BEGIN EXERCISE INPUTS

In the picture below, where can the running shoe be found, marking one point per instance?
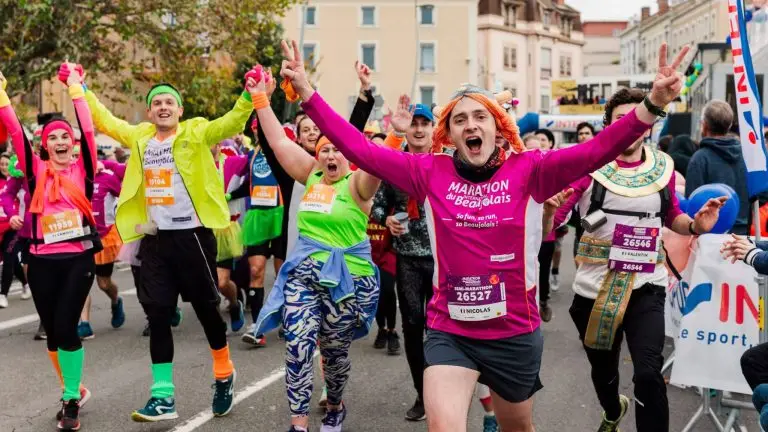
(84, 330)
(546, 311)
(417, 412)
(70, 416)
(393, 343)
(323, 402)
(237, 316)
(490, 424)
(333, 420)
(40, 335)
(157, 409)
(251, 338)
(224, 393)
(85, 396)
(118, 314)
(554, 283)
(613, 426)
(26, 293)
(178, 317)
(381, 339)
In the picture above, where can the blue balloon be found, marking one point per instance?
(728, 212)
(683, 202)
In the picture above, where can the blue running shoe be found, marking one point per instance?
(490, 424)
(178, 317)
(156, 410)
(237, 316)
(84, 330)
(118, 314)
(223, 395)
(333, 420)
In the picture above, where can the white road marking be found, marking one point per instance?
(204, 417)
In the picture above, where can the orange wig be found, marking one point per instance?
(504, 123)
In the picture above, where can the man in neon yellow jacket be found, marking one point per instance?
(172, 198)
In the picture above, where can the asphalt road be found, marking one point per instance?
(117, 371)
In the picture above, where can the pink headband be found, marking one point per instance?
(54, 125)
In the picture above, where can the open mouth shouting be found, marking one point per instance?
(474, 144)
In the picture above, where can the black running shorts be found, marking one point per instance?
(178, 262)
(510, 367)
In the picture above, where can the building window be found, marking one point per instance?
(369, 15)
(565, 66)
(310, 18)
(510, 15)
(369, 54)
(309, 51)
(427, 57)
(546, 63)
(427, 15)
(510, 58)
(427, 94)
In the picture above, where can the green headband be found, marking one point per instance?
(163, 89)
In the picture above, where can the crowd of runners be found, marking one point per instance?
(451, 216)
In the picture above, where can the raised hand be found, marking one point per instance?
(668, 81)
(363, 74)
(706, 217)
(293, 67)
(403, 115)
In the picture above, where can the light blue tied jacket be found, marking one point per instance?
(334, 274)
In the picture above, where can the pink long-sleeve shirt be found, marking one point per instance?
(485, 236)
(75, 172)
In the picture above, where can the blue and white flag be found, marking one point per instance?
(748, 102)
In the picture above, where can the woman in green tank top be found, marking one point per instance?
(327, 290)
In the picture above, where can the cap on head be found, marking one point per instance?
(163, 88)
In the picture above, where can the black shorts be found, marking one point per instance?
(104, 270)
(178, 262)
(277, 247)
(510, 367)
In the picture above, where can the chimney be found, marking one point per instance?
(663, 6)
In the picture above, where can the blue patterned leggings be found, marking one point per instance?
(310, 316)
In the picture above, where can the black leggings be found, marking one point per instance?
(11, 264)
(59, 289)
(386, 314)
(545, 265)
(414, 289)
(161, 338)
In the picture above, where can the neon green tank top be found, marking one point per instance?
(330, 215)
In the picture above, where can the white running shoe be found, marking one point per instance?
(26, 294)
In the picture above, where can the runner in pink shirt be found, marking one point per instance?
(64, 236)
(484, 212)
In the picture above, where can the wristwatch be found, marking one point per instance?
(653, 109)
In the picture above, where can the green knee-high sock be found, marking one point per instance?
(71, 363)
(163, 387)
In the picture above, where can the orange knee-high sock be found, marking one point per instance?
(54, 356)
(222, 364)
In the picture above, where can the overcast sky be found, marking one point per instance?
(606, 10)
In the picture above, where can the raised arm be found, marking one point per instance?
(365, 101)
(557, 169)
(10, 122)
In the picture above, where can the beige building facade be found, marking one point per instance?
(433, 41)
(523, 45)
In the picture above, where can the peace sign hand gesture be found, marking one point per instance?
(668, 81)
(293, 70)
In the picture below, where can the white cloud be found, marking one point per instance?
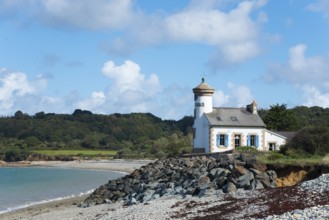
(16, 89)
(237, 96)
(240, 95)
(307, 73)
(220, 99)
(233, 34)
(314, 97)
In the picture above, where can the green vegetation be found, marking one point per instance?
(279, 158)
(76, 153)
(143, 135)
(84, 134)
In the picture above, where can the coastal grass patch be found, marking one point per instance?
(76, 153)
(277, 158)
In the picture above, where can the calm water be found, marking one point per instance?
(21, 187)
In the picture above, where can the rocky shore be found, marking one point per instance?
(194, 188)
(186, 177)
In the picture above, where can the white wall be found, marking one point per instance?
(201, 139)
(231, 131)
(271, 137)
(264, 138)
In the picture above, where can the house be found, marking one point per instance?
(219, 129)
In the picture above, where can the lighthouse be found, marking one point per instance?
(202, 105)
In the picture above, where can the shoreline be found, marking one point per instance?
(68, 203)
(116, 165)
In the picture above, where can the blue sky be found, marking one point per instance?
(110, 56)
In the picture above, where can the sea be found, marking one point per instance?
(21, 187)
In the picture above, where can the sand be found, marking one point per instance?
(67, 208)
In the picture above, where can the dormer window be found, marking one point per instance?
(234, 118)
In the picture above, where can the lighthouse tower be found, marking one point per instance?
(202, 104)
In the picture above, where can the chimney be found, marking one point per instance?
(252, 108)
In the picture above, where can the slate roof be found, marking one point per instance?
(236, 117)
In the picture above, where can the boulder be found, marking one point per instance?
(203, 182)
(229, 187)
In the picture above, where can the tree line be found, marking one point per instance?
(132, 135)
(142, 135)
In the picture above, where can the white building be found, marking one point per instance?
(223, 129)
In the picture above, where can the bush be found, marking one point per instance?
(274, 155)
(15, 155)
(246, 149)
(309, 141)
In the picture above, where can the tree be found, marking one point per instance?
(311, 140)
(279, 118)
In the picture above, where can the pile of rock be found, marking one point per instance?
(195, 176)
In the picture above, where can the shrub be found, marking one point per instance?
(246, 149)
(274, 155)
(310, 140)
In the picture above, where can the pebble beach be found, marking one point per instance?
(308, 200)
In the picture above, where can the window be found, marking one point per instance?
(222, 140)
(234, 118)
(271, 146)
(237, 142)
(253, 140)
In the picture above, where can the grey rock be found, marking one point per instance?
(229, 187)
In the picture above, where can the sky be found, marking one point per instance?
(110, 56)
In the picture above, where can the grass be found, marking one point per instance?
(77, 153)
(284, 160)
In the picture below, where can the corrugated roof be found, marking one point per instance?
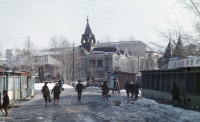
(105, 49)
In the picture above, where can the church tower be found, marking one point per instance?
(88, 39)
(179, 51)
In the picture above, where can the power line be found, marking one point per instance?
(124, 9)
(115, 8)
(72, 14)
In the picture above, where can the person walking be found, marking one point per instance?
(45, 92)
(93, 80)
(176, 94)
(136, 90)
(60, 84)
(5, 103)
(117, 87)
(56, 93)
(79, 88)
(131, 88)
(105, 90)
(114, 86)
(127, 87)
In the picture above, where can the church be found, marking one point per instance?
(99, 61)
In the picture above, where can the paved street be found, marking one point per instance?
(93, 109)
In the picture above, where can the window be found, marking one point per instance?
(82, 63)
(82, 74)
(100, 63)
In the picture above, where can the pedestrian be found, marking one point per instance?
(136, 89)
(105, 90)
(45, 92)
(5, 103)
(56, 93)
(60, 84)
(131, 88)
(127, 87)
(79, 88)
(114, 85)
(117, 87)
(93, 80)
(176, 94)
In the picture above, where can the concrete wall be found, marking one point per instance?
(195, 99)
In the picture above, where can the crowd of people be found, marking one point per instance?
(132, 88)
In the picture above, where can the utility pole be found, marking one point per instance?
(28, 48)
(73, 64)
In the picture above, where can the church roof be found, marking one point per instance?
(179, 50)
(169, 51)
(88, 29)
(106, 49)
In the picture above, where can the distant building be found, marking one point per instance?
(170, 54)
(100, 59)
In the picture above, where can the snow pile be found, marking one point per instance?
(93, 87)
(38, 86)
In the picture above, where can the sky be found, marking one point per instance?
(119, 19)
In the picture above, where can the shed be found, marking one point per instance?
(122, 77)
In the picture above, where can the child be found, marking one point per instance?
(5, 103)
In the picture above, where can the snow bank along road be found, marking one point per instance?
(93, 109)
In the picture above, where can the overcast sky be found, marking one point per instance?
(119, 19)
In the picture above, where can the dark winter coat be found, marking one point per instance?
(45, 91)
(127, 86)
(104, 89)
(131, 88)
(175, 92)
(79, 87)
(56, 91)
(136, 88)
(5, 101)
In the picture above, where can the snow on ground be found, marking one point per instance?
(38, 86)
(93, 109)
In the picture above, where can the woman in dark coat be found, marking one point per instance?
(105, 90)
(56, 90)
(45, 92)
(131, 87)
(176, 94)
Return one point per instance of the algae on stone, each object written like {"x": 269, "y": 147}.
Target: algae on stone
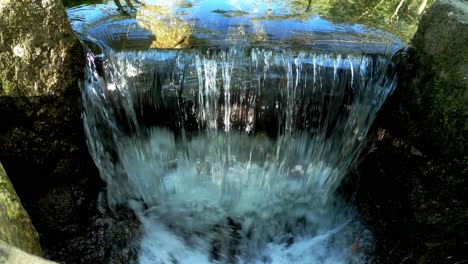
{"x": 15, "y": 226}
{"x": 439, "y": 93}
{"x": 37, "y": 48}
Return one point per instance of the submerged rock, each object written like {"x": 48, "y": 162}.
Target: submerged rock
{"x": 15, "y": 226}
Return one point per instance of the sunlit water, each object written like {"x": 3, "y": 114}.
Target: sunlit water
{"x": 232, "y": 154}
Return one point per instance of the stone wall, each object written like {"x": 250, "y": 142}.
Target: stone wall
{"x": 38, "y": 49}
{"x": 15, "y": 226}
{"x": 411, "y": 187}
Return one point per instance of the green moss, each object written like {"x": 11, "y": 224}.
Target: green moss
{"x": 71, "y": 3}
{"x": 443, "y": 102}
{"x": 15, "y": 226}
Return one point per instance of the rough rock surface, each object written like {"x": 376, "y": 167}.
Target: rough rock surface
{"x": 437, "y": 94}
{"x": 13, "y": 255}
{"x": 42, "y": 142}
{"x": 38, "y": 48}
{"x": 411, "y": 187}
{"x": 15, "y": 226}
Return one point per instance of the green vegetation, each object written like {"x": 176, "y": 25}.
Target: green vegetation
{"x": 399, "y": 17}
{"x": 71, "y": 3}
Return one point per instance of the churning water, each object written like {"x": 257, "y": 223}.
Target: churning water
{"x": 233, "y": 154}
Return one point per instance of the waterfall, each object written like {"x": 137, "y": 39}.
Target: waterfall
{"x": 233, "y": 155}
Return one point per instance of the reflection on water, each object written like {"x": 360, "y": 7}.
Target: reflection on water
{"x": 399, "y": 17}
{"x": 183, "y": 24}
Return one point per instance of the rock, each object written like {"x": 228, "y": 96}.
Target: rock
{"x": 12, "y": 255}
{"x": 42, "y": 142}
{"x": 437, "y": 88}
{"x": 411, "y": 188}
{"x": 38, "y": 48}
{"x": 15, "y": 226}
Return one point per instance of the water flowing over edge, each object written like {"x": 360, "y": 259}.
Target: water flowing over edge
{"x": 233, "y": 155}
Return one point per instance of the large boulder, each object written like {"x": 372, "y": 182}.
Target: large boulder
{"x": 38, "y": 48}
{"x": 411, "y": 188}
{"x": 42, "y": 142}
{"x": 437, "y": 91}
{"x": 15, "y": 226}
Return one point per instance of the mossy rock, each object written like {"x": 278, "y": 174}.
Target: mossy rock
{"x": 39, "y": 53}
{"x": 15, "y": 226}
{"x": 437, "y": 95}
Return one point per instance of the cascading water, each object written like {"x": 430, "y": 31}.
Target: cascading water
{"x": 233, "y": 154}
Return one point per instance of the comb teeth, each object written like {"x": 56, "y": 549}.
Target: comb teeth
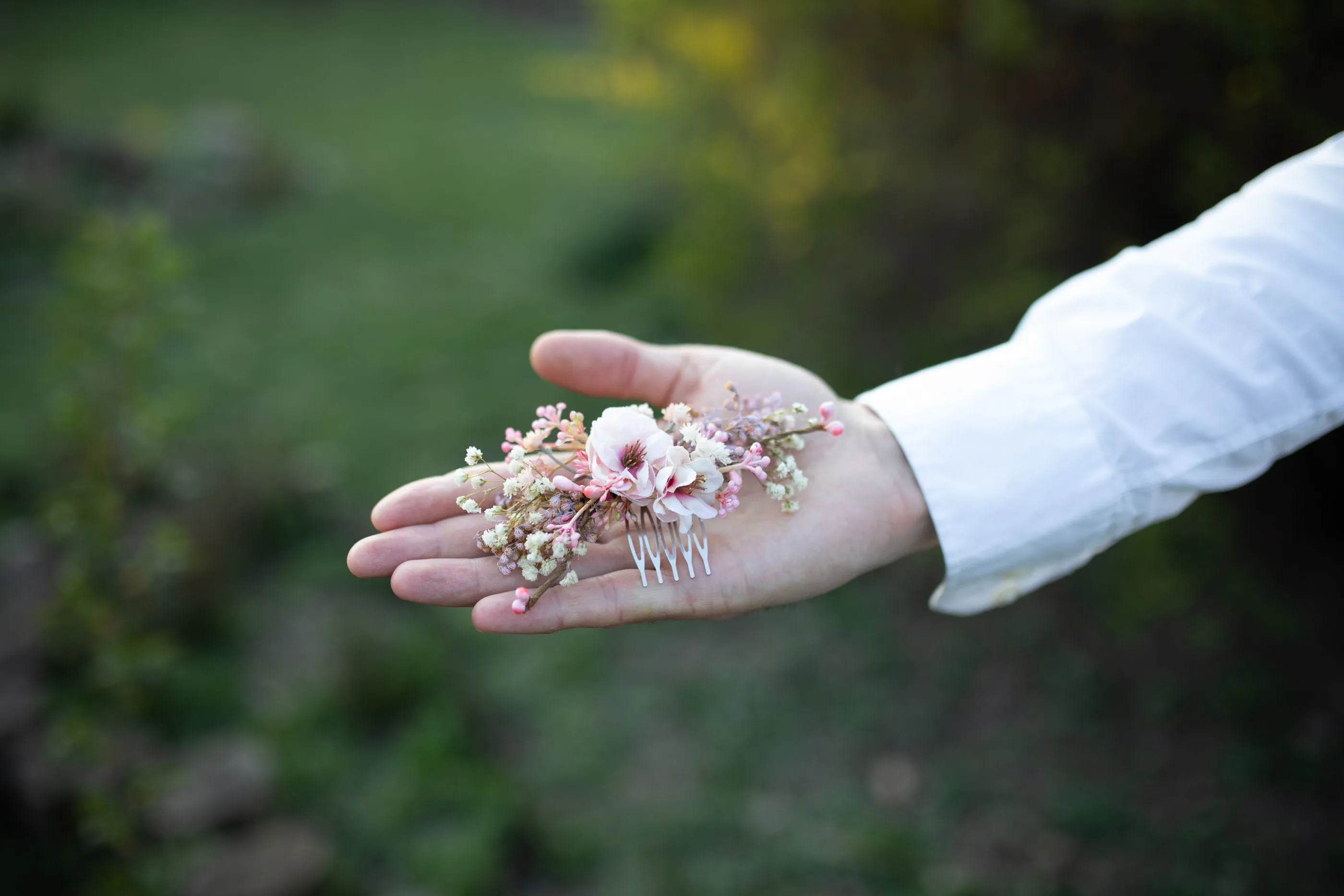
{"x": 652, "y": 539}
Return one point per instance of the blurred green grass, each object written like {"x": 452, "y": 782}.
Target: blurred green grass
{"x": 381, "y": 316}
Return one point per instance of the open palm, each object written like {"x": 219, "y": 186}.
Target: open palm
{"x": 861, "y": 511}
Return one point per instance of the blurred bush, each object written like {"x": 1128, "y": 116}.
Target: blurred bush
{"x": 917, "y": 171}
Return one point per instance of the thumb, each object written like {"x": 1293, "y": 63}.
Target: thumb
{"x": 615, "y": 366}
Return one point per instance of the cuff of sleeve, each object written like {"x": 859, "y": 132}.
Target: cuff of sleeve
{"x": 1017, "y": 484}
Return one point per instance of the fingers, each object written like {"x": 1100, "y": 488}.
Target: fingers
{"x": 619, "y": 598}
{"x": 378, "y": 555}
{"x": 602, "y": 363}
{"x": 460, "y": 584}
{"x": 421, "y": 502}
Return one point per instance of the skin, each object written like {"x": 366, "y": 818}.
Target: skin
{"x": 862, "y": 510}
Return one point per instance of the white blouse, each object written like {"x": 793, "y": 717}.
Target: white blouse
{"x": 1183, "y": 367}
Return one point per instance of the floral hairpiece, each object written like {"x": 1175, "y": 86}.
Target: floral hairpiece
{"x": 659, "y": 476}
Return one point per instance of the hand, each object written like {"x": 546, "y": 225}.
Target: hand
{"x": 862, "y": 508}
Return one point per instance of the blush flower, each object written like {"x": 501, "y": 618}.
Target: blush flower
{"x": 687, "y": 488}
{"x": 623, "y": 446}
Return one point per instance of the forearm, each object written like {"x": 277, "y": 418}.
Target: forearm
{"x": 1174, "y": 370}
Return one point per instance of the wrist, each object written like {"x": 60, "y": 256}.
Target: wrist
{"x": 906, "y": 514}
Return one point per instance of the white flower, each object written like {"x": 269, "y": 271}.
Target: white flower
{"x": 687, "y": 488}
{"x": 623, "y": 448}
{"x": 678, "y": 414}
{"x": 495, "y": 538}
{"x": 713, "y": 449}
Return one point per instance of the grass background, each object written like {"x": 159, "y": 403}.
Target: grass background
{"x": 1120, "y": 732}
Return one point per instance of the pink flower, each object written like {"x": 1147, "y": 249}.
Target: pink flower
{"x": 622, "y": 449}
{"x": 729, "y": 500}
{"x": 687, "y": 490}
{"x": 756, "y": 460}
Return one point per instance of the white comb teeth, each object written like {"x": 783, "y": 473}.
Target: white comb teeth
{"x": 656, "y": 539}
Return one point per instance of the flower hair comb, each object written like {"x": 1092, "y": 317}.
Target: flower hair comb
{"x": 662, "y": 478}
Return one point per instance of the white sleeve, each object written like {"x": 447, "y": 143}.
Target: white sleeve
{"x": 1183, "y": 367}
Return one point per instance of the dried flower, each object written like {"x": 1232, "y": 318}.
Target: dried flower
{"x": 561, "y": 495}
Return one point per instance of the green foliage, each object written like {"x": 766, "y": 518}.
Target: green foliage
{"x": 110, "y": 419}
{"x": 923, "y": 170}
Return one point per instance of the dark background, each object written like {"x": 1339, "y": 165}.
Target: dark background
{"x": 261, "y": 263}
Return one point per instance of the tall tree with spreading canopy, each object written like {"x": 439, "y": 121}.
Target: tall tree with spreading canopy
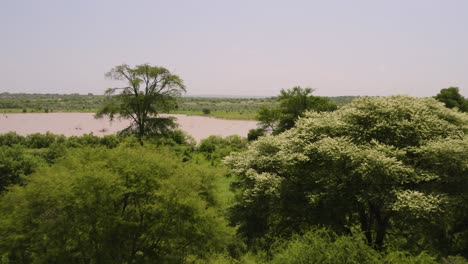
{"x": 150, "y": 90}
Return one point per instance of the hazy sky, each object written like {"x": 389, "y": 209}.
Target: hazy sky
{"x": 359, "y": 47}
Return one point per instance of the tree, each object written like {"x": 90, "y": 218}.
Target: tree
{"x": 452, "y": 98}
{"x": 121, "y": 205}
{"x": 151, "y": 89}
{"x": 360, "y": 166}
{"x": 293, "y": 103}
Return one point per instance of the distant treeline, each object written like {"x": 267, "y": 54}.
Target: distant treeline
{"x": 234, "y": 108}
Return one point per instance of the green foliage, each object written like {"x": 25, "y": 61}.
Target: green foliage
{"x": 15, "y": 165}
{"x": 124, "y": 205}
{"x": 360, "y": 166}
{"x": 255, "y": 133}
{"x": 215, "y": 147}
{"x": 322, "y": 246}
{"x": 293, "y": 103}
{"x": 151, "y": 90}
{"x": 452, "y": 98}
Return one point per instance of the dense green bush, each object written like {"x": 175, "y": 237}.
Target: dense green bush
{"x": 125, "y": 205}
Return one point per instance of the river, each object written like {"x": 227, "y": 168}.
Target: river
{"x": 75, "y": 124}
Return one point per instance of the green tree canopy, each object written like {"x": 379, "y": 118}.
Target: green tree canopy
{"x": 122, "y": 205}
{"x": 452, "y": 98}
{"x": 150, "y": 90}
{"x": 293, "y": 103}
{"x": 360, "y": 166}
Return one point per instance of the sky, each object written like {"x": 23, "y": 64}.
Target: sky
{"x": 238, "y": 47}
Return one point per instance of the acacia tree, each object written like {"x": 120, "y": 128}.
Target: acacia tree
{"x": 364, "y": 165}
{"x": 150, "y": 90}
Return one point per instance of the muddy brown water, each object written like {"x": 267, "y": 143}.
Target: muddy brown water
{"x": 75, "y": 124}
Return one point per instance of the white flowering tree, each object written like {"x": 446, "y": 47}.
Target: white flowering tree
{"x": 365, "y": 165}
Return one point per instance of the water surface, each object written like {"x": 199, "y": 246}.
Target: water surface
{"x": 75, "y": 124}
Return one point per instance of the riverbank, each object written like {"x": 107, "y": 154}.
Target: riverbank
{"x": 76, "y": 124}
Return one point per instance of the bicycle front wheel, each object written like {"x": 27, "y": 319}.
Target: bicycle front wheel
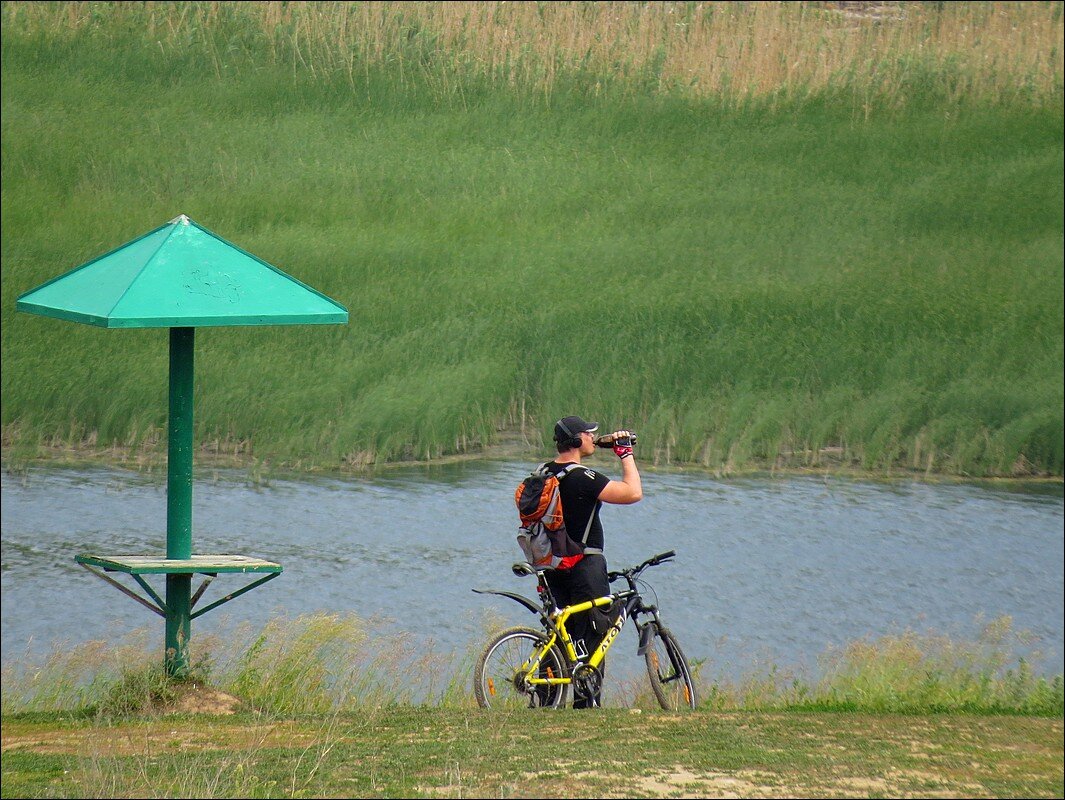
{"x": 502, "y": 676}
{"x": 669, "y": 672}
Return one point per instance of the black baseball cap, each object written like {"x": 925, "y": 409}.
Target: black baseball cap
{"x": 570, "y": 427}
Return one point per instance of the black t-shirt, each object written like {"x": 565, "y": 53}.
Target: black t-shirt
{"x": 579, "y": 491}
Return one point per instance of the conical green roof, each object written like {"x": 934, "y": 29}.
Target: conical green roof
{"x": 180, "y": 275}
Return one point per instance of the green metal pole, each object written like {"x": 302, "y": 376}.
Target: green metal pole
{"x": 179, "y": 500}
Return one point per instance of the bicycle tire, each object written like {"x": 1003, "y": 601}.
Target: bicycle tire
{"x": 669, "y": 672}
{"x": 495, "y": 678}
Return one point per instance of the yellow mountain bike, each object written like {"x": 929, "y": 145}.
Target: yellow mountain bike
{"x": 523, "y": 667}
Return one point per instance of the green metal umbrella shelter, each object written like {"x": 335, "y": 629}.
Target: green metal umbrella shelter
{"x": 180, "y": 276}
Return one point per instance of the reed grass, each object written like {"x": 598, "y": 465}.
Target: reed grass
{"x": 326, "y": 665}
{"x": 730, "y": 51}
{"x": 853, "y": 257}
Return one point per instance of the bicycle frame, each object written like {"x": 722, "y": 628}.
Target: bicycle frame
{"x": 554, "y": 624}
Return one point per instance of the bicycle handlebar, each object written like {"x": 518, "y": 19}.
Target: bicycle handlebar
{"x": 634, "y": 571}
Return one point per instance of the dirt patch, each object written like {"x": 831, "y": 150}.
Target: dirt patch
{"x": 196, "y": 699}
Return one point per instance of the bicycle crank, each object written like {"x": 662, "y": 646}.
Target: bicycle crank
{"x": 587, "y": 681}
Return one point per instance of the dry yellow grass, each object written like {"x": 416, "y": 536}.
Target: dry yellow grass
{"x": 736, "y": 50}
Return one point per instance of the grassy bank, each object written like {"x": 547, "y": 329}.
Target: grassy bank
{"x": 326, "y": 706}
{"x": 436, "y": 752}
{"x": 855, "y": 257}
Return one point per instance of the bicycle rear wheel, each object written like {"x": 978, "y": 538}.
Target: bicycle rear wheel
{"x": 498, "y": 681}
{"x": 669, "y": 672}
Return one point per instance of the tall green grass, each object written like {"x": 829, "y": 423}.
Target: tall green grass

END EXERCISE INPUTS

Repeat word for word from the line holding "Target: dry yellow grass" down to the last line above, including both.

RESULT BELOW ::
Target: dry yellow grass
{"x": 736, "y": 50}
Return one point per instance of the grassy bank, each object written like {"x": 547, "y": 329}.
Target: grassy bank
{"x": 326, "y": 706}
{"x": 436, "y": 752}
{"x": 855, "y": 257}
Return one point per instance of the bicycle rear wheel, each object written like {"x": 978, "y": 538}.
Target: bicycle rear wheel
{"x": 498, "y": 681}
{"x": 669, "y": 672}
Return one point per instance of the tall green grass, each object written like {"x": 829, "y": 423}.
Target: tall green grass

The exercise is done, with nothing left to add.